BEGIN PAGE EXCERPT

Craft Market in the Ezulwini Valley
If you’re like me, you probably know very little, if anything, about Swaziland.  In fact, the only mention of this small country throughout my travels came from a kayaker we met a few months back in Laos; according to him, Swaziland had some great white water rafting.  Leaving Kruger National Park and heading toward the coast, we decided to take a short 2-day detour through this enigmatic land.
King of Swaziland
Since gaining independence from the British in 1968, this tiny country bordered by South Africa and Mozambique has been ruled by a succession of kings.  Unlike many remaining monarchs in today’s world (like those in England and Thailand), the king of Swaziland is the ruler of the land – an absolute monarch.  The current king, King Mswati III, has 13 wives; his predecessor, King Sobhuza II, had over 120 wives and over 600 children!  The royal family has several palaces around the country.  It’s good to be the king.

END PAGE EXCERPT

▸ **TASKS TO COMPLETE**
1. Name every country that the Swaziland passage mentions.
2. Condense the paragraph of the Swaziland passage that begins "Since gaining independence" into a short bulleted list that keeps its main facts.
3. From the Swaziland passage, extract the text between "Craft Market in" and "this enigmatic land.", inclusive.
The listing below comes from a separate source and has no connection to the Swaziland passage.

BEGIN DATA SECTION

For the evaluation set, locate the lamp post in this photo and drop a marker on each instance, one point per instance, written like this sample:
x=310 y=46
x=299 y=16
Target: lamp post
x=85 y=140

END DATA SECTION

▸ **TASK-BY-TASK ANSWERS**
1. Swaziland, Laos, South Africa, Mozambique, England, Thailand

2.
- Swaziland gained independence from the British in 1968 and has since been ruled by a succession of kings.
- It is a tiny country bordered by South Africa and Mozambique.
- Unlike many remaining monarchs, such as those in England and Thailand, its king is an absolute monarch who rules the land.
- The current king, King Mswati III, has 13 wives.
- His predecessor, King Sobhuza II, had over 120 wives and over 600 children.
- The royal family has several palaces around the country.

3.
Craft Market in the Ezulwini Valley
If you’re like me, you probably know very little, if anything, about Swaziland.  In fact, the only mention of this small country throughout my travels came from a kayaker we met a few months back in Laos; according to him, Swaziland had some great white water rafting.  Leaving Kruger National Park and heading toward the coast, we decided to take a short 2-day detour through this enigmatic land.